■ DIRECTIVE A ■
In the configuration text, what does the extractor do if the CDF RAW database it should extract data to does not exist?

Begin TEXT EXTRACT

If you configure system-name, the extractor selects the system by name from the preconfigured list of PI systems on the machine the extractor runs on.
If you configure host, the extractor selects a PI system running on the PI server's host.
If you don't configure either of these parameters, the extractor selects the default system on the machine the extractor runs on. If there is no default system, the extractor selects the first system from the preconfigured PI system list on the machine the extractor runs on.

Parameter	Description
`host`	Insert the base URL of the PI server's host. If you don't enter any value, you must configure a PI system in the installed SDK on the machine the extractor runs on. This is an optional setting.
`username`	Insert the Windows username on the PI server. This is a required value.
`password`	Insert the Windows password on the PI server. This is a required value.
`system-name`	Enter the name of the PI system you want to use. This is used instead of `host` to select a PI system. This is an optional setting.
`database-name`	Enter the name of the PI database you want to use. The default value is the default database configured on the machine the extractor runs on or the first database in the list if no default database is configured. This is an optional setting.

Destination

Include the destination section to configure the destination for the extracted data. Currently, this is only the CDF staging area (RAW).

Parameter	Description
`database`	Insert the CDF RAW database to extract data to. If no database exists, the extractor creates a database.

End TEXT EXTRACT
Begin SOURCE RECORDS

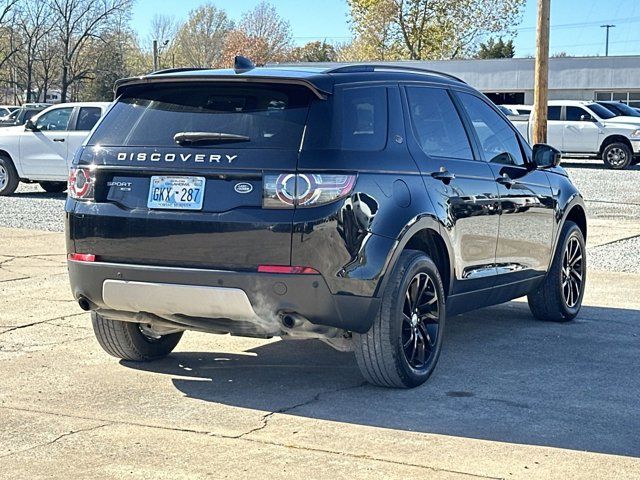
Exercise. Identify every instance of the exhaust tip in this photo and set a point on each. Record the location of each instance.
(288, 321)
(84, 304)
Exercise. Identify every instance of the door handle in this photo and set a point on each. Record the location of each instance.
(505, 180)
(443, 175)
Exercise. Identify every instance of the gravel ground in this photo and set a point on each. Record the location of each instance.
(609, 195)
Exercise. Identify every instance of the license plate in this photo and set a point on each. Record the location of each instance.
(178, 193)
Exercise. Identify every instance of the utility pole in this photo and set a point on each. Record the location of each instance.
(155, 55)
(541, 86)
(606, 52)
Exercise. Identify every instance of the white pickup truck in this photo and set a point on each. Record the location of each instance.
(42, 150)
(586, 129)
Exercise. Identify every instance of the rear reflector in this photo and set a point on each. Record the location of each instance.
(285, 269)
(82, 257)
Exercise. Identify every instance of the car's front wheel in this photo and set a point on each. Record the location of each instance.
(54, 187)
(617, 156)
(402, 347)
(559, 297)
(132, 341)
(9, 179)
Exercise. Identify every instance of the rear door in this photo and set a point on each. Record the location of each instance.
(460, 186)
(581, 131)
(136, 150)
(527, 206)
(43, 153)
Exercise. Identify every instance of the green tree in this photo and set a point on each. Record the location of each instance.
(315, 52)
(496, 49)
(432, 29)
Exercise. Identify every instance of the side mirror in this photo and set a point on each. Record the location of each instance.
(545, 156)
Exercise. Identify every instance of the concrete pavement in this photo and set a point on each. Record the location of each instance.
(511, 397)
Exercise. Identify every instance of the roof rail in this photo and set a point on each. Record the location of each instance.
(177, 70)
(371, 67)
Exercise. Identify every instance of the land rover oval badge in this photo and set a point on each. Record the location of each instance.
(243, 187)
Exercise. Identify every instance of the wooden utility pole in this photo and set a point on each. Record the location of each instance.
(541, 87)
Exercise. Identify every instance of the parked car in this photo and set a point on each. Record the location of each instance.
(22, 114)
(7, 110)
(357, 204)
(620, 109)
(589, 130)
(42, 150)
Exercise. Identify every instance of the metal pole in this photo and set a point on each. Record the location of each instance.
(541, 87)
(155, 55)
(606, 54)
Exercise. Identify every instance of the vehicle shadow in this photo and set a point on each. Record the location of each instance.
(592, 165)
(40, 195)
(502, 376)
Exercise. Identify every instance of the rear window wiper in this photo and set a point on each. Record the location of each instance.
(190, 138)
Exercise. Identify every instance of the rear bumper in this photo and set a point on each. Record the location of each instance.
(213, 295)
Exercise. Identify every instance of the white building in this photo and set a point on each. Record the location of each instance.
(510, 80)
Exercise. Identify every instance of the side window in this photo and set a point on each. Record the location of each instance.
(437, 124)
(497, 139)
(553, 113)
(364, 118)
(57, 119)
(88, 117)
(577, 114)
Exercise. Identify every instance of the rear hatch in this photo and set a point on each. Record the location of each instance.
(212, 144)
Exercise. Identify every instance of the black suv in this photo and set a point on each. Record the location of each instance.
(360, 205)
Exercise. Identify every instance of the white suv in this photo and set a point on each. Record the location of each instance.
(587, 129)
(42, 149)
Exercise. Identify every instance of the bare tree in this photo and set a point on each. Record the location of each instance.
(33, 24)
(78, 22)
(200, 41)
(268, 32)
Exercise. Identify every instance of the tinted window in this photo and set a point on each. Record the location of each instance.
(57, 119)
(576, 114)
(436, 123)
(354, 118)
(272, 116)
(88, 117)
(497, 139)
(553, 113)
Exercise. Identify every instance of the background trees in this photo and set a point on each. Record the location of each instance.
(78, 48)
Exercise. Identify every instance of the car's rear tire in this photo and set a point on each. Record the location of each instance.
(402, 347)
(9, 179)
(559, 297)
(617, 156)
(127, 341)
(53, 187)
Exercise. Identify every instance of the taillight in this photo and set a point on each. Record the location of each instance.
(81, 183)
(305, 189)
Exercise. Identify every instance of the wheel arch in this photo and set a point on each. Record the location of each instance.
(423, 234)
(615, 139)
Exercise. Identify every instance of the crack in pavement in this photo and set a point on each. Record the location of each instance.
(51, 442)
(315, 398)
(255, 440)
(39, 322)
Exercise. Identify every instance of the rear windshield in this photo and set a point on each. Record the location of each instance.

End SOURCE RECORDS

■ DIRECTIVE B ■
Filter the records above, keeping every line that contains the string "door".

■ OUTPUT A ■
The extractor creates a database.

■ OUTPUT B ■
Exercise. Identify every instance of the door handle in this photo and set a point on each. Record the location of each instance.
Exercise. Identify every instance of the rear door in this photo and set a point on each. Record the location of each instance.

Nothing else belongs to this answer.